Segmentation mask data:
########

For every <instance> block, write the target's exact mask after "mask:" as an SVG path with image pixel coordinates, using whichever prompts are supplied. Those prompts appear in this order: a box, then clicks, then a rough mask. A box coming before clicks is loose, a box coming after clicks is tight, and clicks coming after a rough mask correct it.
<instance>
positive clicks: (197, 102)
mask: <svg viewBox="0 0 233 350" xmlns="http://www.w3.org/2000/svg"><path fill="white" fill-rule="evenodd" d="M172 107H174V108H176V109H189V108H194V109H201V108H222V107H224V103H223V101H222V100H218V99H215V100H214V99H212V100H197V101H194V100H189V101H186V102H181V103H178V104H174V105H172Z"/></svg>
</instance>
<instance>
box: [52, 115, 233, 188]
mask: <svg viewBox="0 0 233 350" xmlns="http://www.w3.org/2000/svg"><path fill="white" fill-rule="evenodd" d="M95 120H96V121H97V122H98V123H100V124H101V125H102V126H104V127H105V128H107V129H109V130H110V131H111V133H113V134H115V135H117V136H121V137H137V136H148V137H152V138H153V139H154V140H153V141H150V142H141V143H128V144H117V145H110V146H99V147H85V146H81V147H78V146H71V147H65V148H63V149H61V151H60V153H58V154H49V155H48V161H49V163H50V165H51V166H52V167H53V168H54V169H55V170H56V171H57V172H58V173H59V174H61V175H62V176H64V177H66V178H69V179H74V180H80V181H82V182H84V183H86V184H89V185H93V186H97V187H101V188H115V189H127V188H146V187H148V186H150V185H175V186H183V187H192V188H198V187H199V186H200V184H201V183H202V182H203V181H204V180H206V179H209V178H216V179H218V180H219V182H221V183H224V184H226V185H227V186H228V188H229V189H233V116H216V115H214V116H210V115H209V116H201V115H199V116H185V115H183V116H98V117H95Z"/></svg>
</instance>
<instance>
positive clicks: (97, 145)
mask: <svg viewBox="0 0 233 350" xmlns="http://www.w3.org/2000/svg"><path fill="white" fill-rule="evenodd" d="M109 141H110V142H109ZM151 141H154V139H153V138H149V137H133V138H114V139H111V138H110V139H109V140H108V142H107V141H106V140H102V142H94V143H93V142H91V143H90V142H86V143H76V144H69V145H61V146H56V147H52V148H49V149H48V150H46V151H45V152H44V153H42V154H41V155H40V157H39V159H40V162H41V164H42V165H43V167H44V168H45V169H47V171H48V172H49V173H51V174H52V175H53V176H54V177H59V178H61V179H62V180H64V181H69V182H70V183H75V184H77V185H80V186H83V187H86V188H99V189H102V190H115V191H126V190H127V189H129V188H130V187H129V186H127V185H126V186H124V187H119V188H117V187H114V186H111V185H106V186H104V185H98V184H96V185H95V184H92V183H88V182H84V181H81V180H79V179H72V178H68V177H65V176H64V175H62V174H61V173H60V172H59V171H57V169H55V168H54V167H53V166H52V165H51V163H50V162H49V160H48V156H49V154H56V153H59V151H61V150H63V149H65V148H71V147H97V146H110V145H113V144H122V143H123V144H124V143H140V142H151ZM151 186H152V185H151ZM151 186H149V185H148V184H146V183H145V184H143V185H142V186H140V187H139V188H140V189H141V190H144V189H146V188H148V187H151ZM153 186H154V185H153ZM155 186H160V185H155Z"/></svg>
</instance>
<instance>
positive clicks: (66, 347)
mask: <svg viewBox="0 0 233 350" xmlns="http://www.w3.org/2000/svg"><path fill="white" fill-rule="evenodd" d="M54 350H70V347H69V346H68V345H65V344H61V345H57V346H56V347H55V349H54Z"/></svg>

########

- **Action item**: Repeat the records. Match them exactly.

- **Answer for this exercise**:
For every <instance> block, write the target's exact mask after "mask:" as an SVG path with image pixel coordinates, using whichever prompts are supplied. Those prompts appear in this order: a box, then clicks, then a rough mask. A box coming before clicks is loose, a box coming after clicks is tight, and clicks coming after a rough mask correct it.
<instance>
positive clicks: (197, 102)
mask: <svg viewBox="0 0 233 350" xmlns="http://www.w3.org/2000/svg"><path fill="white" fill-rule="evenodd" d="M172 107H174V108H176V109H189V108H194V109H201V108H222V107H224V103H223V101H222V100H218V99H215V100H214V99H212V100H197V101H194V100H189V101H186V102H181V103H178V104H174V105H172Z"/></svg>
</instance>
<instance>
box: [52, 115, 233, 188]
mask: <svg viewBox="0 0 233 350" xmlns="http://www.w3.org/2000/svg"><path fill="white" fill-rule="evenodd" d="M95 120H96V121H97V122H98V123H100V124H101V125H102V126H104V127H105V128H107V129H109V130H110V131H111V133H113V134H115V135H117V136H121V137H137V136H148V137H152V138H153V139H154V140H153V141H150V142H141V143H128V144H117V145H110V146H99V147H85V146H81V147H78V146H71V147H65V148H63V149H61V151H60V153H58V154H49V155H48V161H49V163H50V165H51V166H52V167H53V168H54V169H55V170H56V171H57V172H58V173H59V174H61V175H62V176H64V177H66V178H69V179H74V180H80V181H82V182H84V183H86V184H89V185H93V186H97V187H101V188H115V189H127V188H146V187H148V186H150V185H175V186H183V187H192V188H198V187H199V186H200V184H201V183H202V182H203V181H204V180H206V179H209V178H216V179H218V180H219V182H221V183H224V184H226V185H227V186H228V188H229V189H233V116H216V115H214V116H210V115H209V116H201V115H199V116H185V115H183V116H98V117H95Z"/></svg>
</instance>
<instance>
positive clicks: (97, 145)
mask: <svg viewBox="0 0 233 350" xmlns="http://www.w3.org/2000/svg"><path fill="white" fill-rule="evenodd" d="M109 141H110V142H109ZM151 141H154V139H153V138H149V137H133V138H114V139H111V138H110V139H109V140H108V142H107V141H106V140H102V142H94V143H93V142H91V143H90V142H86V143H76V144H69V145H61V146H56V147H52V148H49V149H48V150H46V151H45V152H44V153H42V154H41V155H40V157H39V159H40V162H41V164H42V165H43V167H44V168H45V169H47V171H48V172H49V173H51V174H52V175H53V176H54V177H59V178H61V179H62V180H64V181H69V182H70V183H75V184H77V185H80V186H83V187H86V188H99V189H102V190H115V191H126V190H127V189H129V188H130V187H129V186H127V185H126V186H124V187H119V188H117V187H114V186H111V185H106V186H104V185H98V184H96V185H95V184H92V183H88V182H84V181H81V180H79V179H72V178H68V177H65V176H64V175H62V174H61V173H60V172H59V171H57V169H55V168H54V167H53V166H52V165H51V163H50V162H49V160H48V156H49V154H56V153H59V151H61V150H63V149H65V148H71V147H97V146H110V145H113V144H122V143H123V144H124V143H140V142H151ZM151 186H152V185H151ZM151 186H149V185H148V184H146V183H145V184H143V185H142V186H140V187H139V188H140V189H141V190H144V189H146V188H148V187H151ZM153 186H154V185H153ZM155 186H160V185H155Z"/></svg>
</instance>
<instance>
positive clicks: (66, 347)
mask: <svg viewBox="0 0 233 350" xmlns="http://www.w3.org/2000/svg"><path fill="white" fill-rule="evenodd" d="M54 350H70V347H69V346H68V345H65V344H61V345H57V346H56V347H55V349H54Z"/></svg>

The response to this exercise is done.